## TO DO
Once the pictures have been set aside, copy every remaining entry exactly.

Records from a dataset:

----------------

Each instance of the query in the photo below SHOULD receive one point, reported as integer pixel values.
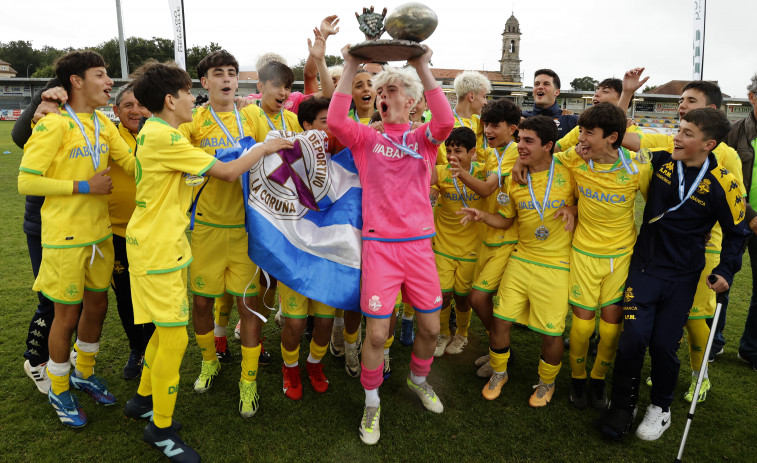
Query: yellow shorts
(535, 295)
(704, 299)
(65, 273)
(160, 298)
(221, 263)
(597, 282)
(295, 305)
(490, 266)
(454, 275)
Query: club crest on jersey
(289, 184)
(374, 304)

----------------

## THE COMPLETED TASK
Each instance of the query in the photo below SHOULD receive one point, reported as integer pixel values.
Query: yellow shorts
(535, 295)
(704, 299)
(65, 273)
(160, 298)
(221, 263)
(597, 282)
(295, 305)
(490, 266)
(454, 275)
Query: club crest on jersey
(289, 184)
(374, 304)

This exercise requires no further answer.